* _Data extracts_:
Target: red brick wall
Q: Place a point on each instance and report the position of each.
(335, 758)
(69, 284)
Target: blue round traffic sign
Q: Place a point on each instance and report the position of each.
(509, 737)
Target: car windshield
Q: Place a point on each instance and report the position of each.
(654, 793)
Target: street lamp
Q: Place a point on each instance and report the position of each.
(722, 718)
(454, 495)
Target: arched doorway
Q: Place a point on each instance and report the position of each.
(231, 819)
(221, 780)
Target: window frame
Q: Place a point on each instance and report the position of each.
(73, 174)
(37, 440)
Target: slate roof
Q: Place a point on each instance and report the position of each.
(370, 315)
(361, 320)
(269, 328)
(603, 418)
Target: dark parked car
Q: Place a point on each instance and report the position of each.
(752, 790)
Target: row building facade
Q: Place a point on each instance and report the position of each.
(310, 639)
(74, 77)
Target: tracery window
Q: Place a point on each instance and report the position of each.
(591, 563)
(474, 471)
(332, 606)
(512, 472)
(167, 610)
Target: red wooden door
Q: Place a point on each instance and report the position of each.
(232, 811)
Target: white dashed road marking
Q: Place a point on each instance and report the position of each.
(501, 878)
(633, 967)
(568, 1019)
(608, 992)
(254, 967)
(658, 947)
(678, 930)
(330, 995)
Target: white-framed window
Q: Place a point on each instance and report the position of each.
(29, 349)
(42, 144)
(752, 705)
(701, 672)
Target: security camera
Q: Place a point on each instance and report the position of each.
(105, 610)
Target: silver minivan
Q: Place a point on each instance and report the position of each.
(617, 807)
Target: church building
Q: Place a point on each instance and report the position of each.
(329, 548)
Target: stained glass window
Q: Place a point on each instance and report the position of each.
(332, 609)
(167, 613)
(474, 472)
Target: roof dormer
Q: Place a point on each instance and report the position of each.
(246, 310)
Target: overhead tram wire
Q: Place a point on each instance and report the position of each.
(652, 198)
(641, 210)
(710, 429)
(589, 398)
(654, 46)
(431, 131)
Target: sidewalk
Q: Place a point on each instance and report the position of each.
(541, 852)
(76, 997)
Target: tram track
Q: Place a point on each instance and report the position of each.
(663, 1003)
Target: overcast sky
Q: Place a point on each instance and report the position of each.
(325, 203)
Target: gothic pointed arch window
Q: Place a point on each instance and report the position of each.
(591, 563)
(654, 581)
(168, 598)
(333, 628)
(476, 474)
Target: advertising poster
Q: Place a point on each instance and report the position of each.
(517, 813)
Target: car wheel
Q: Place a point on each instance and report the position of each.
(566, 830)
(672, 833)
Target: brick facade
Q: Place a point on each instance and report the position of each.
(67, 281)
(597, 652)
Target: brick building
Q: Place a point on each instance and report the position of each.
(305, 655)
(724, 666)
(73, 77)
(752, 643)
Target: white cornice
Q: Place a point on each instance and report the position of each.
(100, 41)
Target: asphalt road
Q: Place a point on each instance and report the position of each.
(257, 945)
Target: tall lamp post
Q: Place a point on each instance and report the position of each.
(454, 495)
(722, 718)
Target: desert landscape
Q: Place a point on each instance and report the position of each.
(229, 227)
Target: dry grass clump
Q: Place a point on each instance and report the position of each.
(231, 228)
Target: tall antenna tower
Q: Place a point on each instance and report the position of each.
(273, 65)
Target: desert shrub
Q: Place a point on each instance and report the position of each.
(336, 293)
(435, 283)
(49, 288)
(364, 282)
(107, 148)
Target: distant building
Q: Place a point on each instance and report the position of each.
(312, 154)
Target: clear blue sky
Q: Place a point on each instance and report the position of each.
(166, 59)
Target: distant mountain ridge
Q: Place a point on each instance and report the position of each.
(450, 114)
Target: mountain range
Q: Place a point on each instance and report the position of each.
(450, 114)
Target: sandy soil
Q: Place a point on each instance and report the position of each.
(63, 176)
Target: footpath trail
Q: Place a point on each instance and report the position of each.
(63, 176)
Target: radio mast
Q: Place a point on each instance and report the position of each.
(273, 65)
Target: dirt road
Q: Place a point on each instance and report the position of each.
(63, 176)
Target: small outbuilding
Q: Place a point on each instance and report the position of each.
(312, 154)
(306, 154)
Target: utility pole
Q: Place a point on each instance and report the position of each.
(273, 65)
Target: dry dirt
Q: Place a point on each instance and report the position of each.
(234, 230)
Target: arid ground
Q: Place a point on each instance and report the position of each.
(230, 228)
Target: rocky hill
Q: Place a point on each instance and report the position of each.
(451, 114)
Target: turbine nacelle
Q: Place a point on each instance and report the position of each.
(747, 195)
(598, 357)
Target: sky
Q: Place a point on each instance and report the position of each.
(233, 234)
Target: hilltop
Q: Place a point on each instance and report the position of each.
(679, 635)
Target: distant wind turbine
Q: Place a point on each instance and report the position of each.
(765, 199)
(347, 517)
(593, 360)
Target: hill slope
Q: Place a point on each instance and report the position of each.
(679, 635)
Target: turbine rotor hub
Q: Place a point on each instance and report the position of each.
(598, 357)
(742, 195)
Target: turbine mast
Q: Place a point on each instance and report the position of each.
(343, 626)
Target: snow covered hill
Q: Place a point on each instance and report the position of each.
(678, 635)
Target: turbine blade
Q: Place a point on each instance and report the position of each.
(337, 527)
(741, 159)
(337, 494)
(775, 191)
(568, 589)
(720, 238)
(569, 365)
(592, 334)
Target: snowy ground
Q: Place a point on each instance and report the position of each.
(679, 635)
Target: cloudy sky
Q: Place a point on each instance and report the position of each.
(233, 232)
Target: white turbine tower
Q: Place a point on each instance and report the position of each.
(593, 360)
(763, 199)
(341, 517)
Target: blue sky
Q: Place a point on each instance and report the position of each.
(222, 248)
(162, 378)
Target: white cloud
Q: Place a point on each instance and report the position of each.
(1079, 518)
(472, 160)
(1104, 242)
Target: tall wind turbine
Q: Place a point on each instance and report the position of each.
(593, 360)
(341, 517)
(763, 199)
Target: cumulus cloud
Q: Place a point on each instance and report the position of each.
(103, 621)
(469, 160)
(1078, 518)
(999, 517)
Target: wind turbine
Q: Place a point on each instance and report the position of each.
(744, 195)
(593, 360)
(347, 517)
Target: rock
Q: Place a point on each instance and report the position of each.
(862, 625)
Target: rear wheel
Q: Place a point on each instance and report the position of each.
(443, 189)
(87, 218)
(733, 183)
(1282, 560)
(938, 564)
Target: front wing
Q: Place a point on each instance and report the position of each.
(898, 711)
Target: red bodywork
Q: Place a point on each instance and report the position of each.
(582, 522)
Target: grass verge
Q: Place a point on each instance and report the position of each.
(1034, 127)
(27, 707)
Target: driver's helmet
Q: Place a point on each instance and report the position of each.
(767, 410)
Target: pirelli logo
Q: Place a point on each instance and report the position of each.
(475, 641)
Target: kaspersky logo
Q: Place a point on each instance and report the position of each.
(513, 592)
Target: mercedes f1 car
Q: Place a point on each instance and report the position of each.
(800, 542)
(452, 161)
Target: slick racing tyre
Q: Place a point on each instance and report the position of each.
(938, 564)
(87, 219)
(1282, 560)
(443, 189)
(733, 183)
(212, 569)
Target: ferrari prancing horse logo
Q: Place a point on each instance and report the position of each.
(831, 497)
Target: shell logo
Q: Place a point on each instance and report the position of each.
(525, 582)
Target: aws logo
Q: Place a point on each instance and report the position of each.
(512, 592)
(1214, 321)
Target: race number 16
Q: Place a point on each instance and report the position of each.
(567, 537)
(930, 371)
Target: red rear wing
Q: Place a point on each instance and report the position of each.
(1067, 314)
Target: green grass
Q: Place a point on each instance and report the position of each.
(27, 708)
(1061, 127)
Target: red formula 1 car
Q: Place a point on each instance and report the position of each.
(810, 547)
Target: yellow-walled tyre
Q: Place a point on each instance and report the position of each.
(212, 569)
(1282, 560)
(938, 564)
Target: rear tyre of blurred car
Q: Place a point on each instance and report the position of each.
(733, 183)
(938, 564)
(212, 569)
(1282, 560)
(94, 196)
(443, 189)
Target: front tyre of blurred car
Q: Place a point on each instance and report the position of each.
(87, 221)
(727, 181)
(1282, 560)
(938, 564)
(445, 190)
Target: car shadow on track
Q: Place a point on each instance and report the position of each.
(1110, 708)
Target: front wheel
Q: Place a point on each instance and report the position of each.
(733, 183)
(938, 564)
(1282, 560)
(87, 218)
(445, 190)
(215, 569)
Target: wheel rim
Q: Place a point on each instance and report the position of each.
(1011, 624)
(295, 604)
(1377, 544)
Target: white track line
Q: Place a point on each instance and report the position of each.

* _Work to complete_:
Wherever a line of the listing above contains the string "tall", copy that line.

* _Task output_:
Target: tall lamp post
Target: tall antenna tower
Target: tall wind turbine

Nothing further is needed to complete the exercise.